WHAT YOU WILL DO: Repeat exactly, and only, the lines from the one containing "[point] at the rock" through the end of the records.
━━ MATERIAL FOR THE TASK ━━
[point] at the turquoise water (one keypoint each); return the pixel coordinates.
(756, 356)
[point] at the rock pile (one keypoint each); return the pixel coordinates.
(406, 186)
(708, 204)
━━━
ANSWER TO THE PROBLEM:
[point] at the rock pile (one keypoint each); return the pixel coordinates.
(406, 186)
(708, 204)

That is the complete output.